==== Alıntı ====

Dünyanın en ilginç 10 hayvanı
Alışılagelmişin dışına çıkmak, insanoğlunun olduğu kadar hayvanlar âleminin de en heyecan verici özelliği. Bu yazımda günlük yaşantımızda karşılaşamayacağız bu mucizevi yaratıkların bazılarını tanıtmaya çalışacağım.
OKAPİ
İlk bakışta zebra ile zürafanın birleşimi gibi görünen Latince adı Okapia johnstoni olan Okapi aslında başlı başına bir hayvan türü. Anatomik yapısı ve deseni ila zebraya daha fazla benzerlik gösterse de aslında kendisi zürafagillerden. Yolunuz birgün Demokratik Kongo Cumhuriyeti’ne düşerse Okapi’leri mutlaka görmenizi tavsiye ederim. Zürafaların yüz güzeliğini zebra bedeninde görmek değişik bir deneyim olabilir.

====

Alıntıya göre okapinin Latince adı nedir? Lütfen yazın. Bu iş için listeye ihtiyaç yok.

==== Kayıt listesi ====

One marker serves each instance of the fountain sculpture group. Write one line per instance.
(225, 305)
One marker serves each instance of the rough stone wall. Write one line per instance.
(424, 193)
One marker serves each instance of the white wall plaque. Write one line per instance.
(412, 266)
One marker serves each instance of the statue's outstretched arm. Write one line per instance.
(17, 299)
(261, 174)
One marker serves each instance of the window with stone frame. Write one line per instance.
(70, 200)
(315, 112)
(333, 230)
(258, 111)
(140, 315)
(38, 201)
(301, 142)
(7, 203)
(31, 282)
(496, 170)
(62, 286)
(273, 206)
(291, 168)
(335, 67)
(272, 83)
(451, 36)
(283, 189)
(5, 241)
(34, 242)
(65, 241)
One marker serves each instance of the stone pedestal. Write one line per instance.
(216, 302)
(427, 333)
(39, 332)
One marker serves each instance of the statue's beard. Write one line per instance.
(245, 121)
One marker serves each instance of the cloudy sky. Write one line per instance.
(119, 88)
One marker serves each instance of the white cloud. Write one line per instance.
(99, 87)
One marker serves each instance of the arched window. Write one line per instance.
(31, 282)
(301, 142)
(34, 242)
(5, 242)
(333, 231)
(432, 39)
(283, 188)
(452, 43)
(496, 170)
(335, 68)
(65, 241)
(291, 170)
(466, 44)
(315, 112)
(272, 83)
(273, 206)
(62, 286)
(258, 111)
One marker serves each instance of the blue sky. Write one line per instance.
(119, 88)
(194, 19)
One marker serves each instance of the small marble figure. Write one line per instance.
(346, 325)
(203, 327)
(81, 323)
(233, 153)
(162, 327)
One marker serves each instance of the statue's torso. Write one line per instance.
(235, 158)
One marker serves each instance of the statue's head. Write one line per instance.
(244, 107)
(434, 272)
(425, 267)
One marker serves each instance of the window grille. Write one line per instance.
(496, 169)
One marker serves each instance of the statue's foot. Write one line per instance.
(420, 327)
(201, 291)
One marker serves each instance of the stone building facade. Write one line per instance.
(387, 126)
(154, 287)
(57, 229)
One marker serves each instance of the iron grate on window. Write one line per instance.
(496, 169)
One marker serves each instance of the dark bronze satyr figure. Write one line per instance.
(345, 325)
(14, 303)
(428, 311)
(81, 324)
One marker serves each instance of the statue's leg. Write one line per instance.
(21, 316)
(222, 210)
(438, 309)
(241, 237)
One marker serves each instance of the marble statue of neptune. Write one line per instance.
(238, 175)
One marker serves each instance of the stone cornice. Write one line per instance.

====

• Tam yanıt: Okapia johnstoni.